## START Supplied information

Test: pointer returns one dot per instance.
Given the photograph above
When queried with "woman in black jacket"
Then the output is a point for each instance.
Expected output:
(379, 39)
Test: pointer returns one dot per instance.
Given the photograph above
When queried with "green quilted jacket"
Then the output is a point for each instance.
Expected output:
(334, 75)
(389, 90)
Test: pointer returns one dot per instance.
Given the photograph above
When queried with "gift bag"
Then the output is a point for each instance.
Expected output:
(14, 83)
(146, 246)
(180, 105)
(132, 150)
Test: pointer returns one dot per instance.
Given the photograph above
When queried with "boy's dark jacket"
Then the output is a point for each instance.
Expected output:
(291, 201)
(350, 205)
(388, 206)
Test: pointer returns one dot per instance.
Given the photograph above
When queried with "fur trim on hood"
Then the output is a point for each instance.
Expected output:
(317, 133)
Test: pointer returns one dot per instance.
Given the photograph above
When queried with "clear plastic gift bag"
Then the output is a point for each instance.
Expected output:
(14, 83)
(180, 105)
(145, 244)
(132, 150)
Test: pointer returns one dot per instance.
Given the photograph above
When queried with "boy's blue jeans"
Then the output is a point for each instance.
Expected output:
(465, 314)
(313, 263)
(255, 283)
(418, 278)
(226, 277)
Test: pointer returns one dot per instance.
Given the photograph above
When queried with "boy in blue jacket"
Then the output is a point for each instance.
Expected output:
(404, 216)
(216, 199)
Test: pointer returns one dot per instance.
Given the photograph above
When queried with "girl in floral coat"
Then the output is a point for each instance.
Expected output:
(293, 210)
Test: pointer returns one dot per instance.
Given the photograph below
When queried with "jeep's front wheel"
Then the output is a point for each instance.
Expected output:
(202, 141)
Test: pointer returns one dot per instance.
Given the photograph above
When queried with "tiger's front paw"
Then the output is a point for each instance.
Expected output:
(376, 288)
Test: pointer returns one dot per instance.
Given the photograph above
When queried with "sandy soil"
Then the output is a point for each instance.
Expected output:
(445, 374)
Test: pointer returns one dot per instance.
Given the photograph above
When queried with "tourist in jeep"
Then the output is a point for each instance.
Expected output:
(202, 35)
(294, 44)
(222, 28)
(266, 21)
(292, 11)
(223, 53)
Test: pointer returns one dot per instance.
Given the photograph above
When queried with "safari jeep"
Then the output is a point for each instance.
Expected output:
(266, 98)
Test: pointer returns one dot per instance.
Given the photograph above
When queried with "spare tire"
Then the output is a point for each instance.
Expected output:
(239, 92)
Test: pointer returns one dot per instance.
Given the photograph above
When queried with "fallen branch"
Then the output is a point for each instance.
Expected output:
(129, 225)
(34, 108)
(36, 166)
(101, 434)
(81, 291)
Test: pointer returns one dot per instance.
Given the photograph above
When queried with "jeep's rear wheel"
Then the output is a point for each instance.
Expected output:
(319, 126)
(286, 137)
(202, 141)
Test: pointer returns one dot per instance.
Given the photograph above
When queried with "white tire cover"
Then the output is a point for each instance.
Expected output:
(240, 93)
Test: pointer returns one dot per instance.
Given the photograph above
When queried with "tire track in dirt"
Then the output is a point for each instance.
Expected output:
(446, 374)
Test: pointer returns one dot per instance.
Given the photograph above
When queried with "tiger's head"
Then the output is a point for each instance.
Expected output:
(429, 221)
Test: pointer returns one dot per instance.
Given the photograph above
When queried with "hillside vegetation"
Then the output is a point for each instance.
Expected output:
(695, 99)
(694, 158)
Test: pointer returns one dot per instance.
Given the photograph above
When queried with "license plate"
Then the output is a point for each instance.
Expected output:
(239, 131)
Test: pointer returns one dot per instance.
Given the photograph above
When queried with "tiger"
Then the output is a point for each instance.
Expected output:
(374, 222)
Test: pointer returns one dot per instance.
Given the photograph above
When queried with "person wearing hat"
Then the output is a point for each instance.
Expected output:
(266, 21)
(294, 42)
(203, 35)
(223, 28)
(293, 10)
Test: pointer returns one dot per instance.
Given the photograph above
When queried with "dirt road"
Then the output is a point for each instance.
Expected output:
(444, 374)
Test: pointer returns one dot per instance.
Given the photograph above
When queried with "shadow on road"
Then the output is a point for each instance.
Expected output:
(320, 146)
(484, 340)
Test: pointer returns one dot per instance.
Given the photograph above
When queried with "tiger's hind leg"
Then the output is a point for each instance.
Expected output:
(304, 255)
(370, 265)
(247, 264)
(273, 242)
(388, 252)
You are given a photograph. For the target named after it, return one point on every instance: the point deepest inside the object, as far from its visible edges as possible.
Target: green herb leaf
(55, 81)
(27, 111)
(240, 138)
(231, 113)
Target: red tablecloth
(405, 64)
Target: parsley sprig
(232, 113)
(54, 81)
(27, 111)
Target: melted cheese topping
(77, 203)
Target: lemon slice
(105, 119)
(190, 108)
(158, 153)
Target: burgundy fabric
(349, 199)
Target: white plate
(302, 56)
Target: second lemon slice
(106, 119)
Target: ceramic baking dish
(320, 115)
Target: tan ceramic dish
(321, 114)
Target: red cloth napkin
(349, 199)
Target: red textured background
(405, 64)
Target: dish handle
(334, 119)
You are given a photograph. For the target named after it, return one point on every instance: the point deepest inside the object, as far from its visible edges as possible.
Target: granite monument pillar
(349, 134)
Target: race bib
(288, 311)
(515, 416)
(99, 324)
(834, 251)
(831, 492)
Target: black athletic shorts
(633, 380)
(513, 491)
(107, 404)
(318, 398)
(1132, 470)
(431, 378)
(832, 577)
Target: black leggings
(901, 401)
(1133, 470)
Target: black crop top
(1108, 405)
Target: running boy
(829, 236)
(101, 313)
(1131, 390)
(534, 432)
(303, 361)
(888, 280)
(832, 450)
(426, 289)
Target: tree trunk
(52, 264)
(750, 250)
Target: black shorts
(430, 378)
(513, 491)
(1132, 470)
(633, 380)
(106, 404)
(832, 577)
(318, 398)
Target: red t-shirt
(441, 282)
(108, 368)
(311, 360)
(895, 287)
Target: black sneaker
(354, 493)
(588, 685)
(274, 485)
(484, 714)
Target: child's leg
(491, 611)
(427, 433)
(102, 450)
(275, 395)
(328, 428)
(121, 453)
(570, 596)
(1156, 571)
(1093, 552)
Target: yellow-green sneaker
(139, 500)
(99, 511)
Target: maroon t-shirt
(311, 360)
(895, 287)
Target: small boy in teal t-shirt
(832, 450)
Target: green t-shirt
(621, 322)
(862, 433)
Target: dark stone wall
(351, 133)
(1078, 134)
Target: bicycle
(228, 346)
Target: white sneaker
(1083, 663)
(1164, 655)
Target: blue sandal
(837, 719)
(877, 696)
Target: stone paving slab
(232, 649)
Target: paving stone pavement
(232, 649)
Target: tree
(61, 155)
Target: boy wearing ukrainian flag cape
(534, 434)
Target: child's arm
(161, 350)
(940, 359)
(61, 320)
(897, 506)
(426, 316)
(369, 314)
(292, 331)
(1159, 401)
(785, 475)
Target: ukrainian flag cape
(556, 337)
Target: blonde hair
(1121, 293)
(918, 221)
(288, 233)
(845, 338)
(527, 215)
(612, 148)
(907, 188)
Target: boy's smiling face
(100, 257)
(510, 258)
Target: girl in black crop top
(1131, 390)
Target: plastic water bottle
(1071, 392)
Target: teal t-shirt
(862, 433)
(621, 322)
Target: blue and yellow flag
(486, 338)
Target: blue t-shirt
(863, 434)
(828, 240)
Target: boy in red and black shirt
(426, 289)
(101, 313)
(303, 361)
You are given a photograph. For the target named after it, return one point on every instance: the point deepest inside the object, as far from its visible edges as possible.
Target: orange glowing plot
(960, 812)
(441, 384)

## END Supplied information

Objective: Every record shown above must be echoed exactly.

Correct response:
Test: pointer returns one dot per instance.
Given the photograph above
When queried with "woman in black jacket"
Then the output is a point for each instance.
Expected output:
(379, 39)
Test: pointer returns one dot per instance.
Given the photograph above
When queried with "green quilted jacket"
Then the output is a point for each instance.
Expected output:
(334, 75)
(389, 90)
Test: pointer returns one dot per instance.
Given the photograph above
When queried with "gift bag"
Then the output is a point for each instance.
Expected output:
(14, 83)
(146, 246)
(180, 105)
(132, 150)
Test: pointer returns one dot per instance.
Given the photograph above
When queried with "boy's dark jacket"
Then the output is a point for each instance.
Expected output:
(291, 201)
(350, 205)
(388, 206)
Test: pointer returns one dot per instance.
Given the photograph above
When queried with "fur trim on hood"
Then the output is a point for each instance.
Expected output:
(317, 133)
Test: pointer returns one dot per instance.
Given the photograph above
When queried with "clear plastic gift bag"
Then the output is a point for each instance.
Expected output:
(14, 83)
(180, 105)
(145, 244)
(132, 150)
Test: pointer returns one dot per instance.
Given the photograph above
When queried with "boy's blue jeans"
Then the output is a point for each instance.
Expected output:
(465, 314)
(313, 263)
(255, 283)
(418, 278)
(226, 277)
Test: pointer returns one dot per instance.
Given the photograph above
When queried with "boy in blue jacket"
Then the output is a point for each instance.
Expected output:
(404, 216)
(216, 199)
Test: pointer returns one dot per instance.
Given the photograph above
When queried with "girl in floral coat"
Then the output is a point for each instance.
Expected output:
(293, 210)
Test: pointer returns one dot per instance.
Given the photograph below
When queried with "jeep's front wheel"
Then the output is a point for each instance.
Expected output:
(202, 141)
Test: pointer returns one dot per instance.
Given the photograph above
When queried with "tiger's front paw"
Then the output is a point for each instance.
Expected output:
(376, 288)
Test: pointer returns one dot per instance.
Given the photograph above
When queried with "sandy soil"
Then the output is a point for each instance.
Expected output:
(445, 374)
Test: pointer returns one dot per instance.
Given the photograph above
When queried with "tourist in jeep"
Then the output is a point for each instance.
Expected output:
(202, 35)
(294, 44)
(222, 28)
(266, 21)
(292, 11)
(223, 53)
Test: pointer returns one dot per instance.
Given the photograph above
When queried with "safari jeep"
Then the output is a point for each instance.
Expected output:
(266, 98)
Test: pointer returns one dot per instance.
Given the photograph above
When queried with "spare tire"
Then the output is a point for each instance.
Expected output:
(239, 92)
Test: pointer returns one dot per instance.
Given the photograph above
When queried with "fallen branch"
Then the output is a point for each instance.
Expected output:
(129, 225)
(34, 108)
(36, 166)
(101, 434)
(81, 291)
Test: pointer returns one dot per instance.
Given the photograph above
When queried with "jeep's rear wheel"
Then the output is a point for each instance.
Expected output:
(319, 126)
(286, 137)
(202, 141)
Test: pointer returns one dot per instance.
Given the photograph above
When queried with "white tire cover"
Then the output is a point for each instance.
Expected output:
(240, 93)
Test: pointer returns one dot per instance.
Given the photograph above
When queried with "tire track in dirt"
Then the output is a point for each instance.
Expected output:
(446, 374)
Test: pointer returns one dot per instance.
Given the photograph above
When queried with "tiger's head"
Then the output is a point for each instance.
Expected output:
(429, 221)
Test: pointer returns one dot per instance.
Given the photograph above
When queried with "hillside vegetation"
Then the output is a point for each instance.
Expected output:
(695, 99)
(694, 158)
Test: pointer returns one dot per instance.
Given the photograph above
When queried with "license plate"
Then the output is a point for each instance.
Expected output:
(239, 131)
Test: pointer returns one dot per instance.
Given the photograph above
When queried with "tiger"
Then the output is a point for each instance.
Expected output:
(374, 222)
Test: pointer returns one dot per instance.
Given the photograph above
When queried with "person wearing hat"
Then the output is a point for each instance.
Expected output:
(266, 21)
(294, 42)
(203, 35)
(223, 28)
(293, 10)
Test: pointer returns one dot per instance.
Given the photograph above
When queried with "dirt road"
Then the output is a point for each instance.
Expected output:
(444, 374)
Test: pointer returns one dot per instance.
Given the photograph above
When queried with "shadow on road"
Then the output is a point for each instance.
Expected output:
(320, 146)
(484, 340)
Test: pointer returns one dot per instance.
Given the photograph above
When queried with "tiger's hind leg"
Then the output is a point for each instance.
Expected output:
(304, 255)
(370, 265)
(247, 264)
(273, 242)
(388, 252)
You are given a photograph. For the target named after it, return one point on every instance: the point deepest inside the object, as far from its visible edges as possible.
Target: green herb leaf
(55, 81)
(27, 111)
(240, 138)
(231, 113)
Target: red tablecloth
(405, 64)
Target: parsley sprig
(232, 113)
(54, 81)
(27, 111)
Target: melted cheese topping
(77, 203)
Target: lemon slice
(105, 119)
(190, 108)
(158, 153)
Target: burgundy fabric
(349, 199)
Target: white plate
(302, 56)
Target: second lemon slice
(106, 119)
Target: ceramic baking dish
(320, 115)
Target: tan ceramic dish
(321, 114)
Target: red cloth napkin
(349, 199)
Target: red textured background
(405, 64)
Target: dish handle
(334, 119)
You are given a photograph. For the target named after it, return one point on every instance: the point deepest inside the object, as far from its visible edges as possible.
Target: granite monument pillar
(349, 134)
Target: race bib
(288, 311)
(515, 416)
(99, 324)
(834, 251)
(831, 492)
Target: black athletic shorts
(633, 380)
(513, 491)
(107, 404)
(318, 398)
(1132, 470)
(431, 378)
(832, 577)
Target: black leggings
(901, 401)
(1133, 470)
Target: black crop top
(1108, 405)
Target: running boy
(829, 236)
(101, 313)
(1131, 390)
(534, 432)
(303, 361)
(888, 280)
(832, 450)
(426, 289)
Target: tree trunk
(52, 264)
(750, 250)
Target: black shorts
(430, 378)
(513, 491)
(1132, 470)
(633, 380)
(106, 404)
(832, 577)
(318, 398)
Target: red t-shirt
(441, 282)
(108, 368)
(311, 360)
(895, 287)
Target: black sneaker
(354, 493)
(588, 685)
(274, 485)
(484, 714)
Target: child's leg
(491, 611)
(427, 433)
(102, 450)
(275, 395)
(328, 428)
(121, 453)
(570, 596)
(1156, 571)
(1093, 552)
Target: yellow-green sneaker
(139, 500)
(99, 511)
Target: maroon t-shirt
(311, 360)
(895, 287)
Target: small boy in teal t-shirt
(832, 450)
Target: green t-shirt
(621, 322)
(862, 433)
Target: dark stone wall
(351, 133)
(1078, 134)
Target: bicycle
(228, 346)
Target: white sneaker
(1083, 663)
(1164, 655)
Target: blue sandal
(837, 719)
(877, 696)
Target: stone paving slab
(232, 649)
Target: paving stone pavement
(232, 649)
Target: tree
(61, 155)
Target: boy wearing ukrainian flag cape
(534, 434)
Target: child's arm
(161, 350)
(940, 359)
(61, 320)
(897, 506)
(426, 316)
(369, 314)
(292, 331)
(1159, 401)
(785, 475)
Target: ukrainian flag cape
(556, 337)
Target: blonde hair
(1121, 293)
(918, 221)
(288, 233)
(845, 338)
(527, 215)
(612, 148)
(907, 188)
Target: boy's smiling face
(100, 257)
(510, 258)
Target: girl in black crop top
(1131, 390)
Target: plastic water bottle
(1071, 392)
Target: teal t-shirt
(862, 433)
(621, 322)
Target: blue and yellow flag
(486, 338)
Target: blue t-shirt
(863, 434)
(828, 240)
Target: boy in red and black shirt
(426, 289)
(101, 313)
(303, 361)
You are given a photograph. For the target named after it, return one point on every instance: the point deepest inside the object, as far from its visible edges as possible.
Target: orange glowing plot
(960, 812)
(441, 384)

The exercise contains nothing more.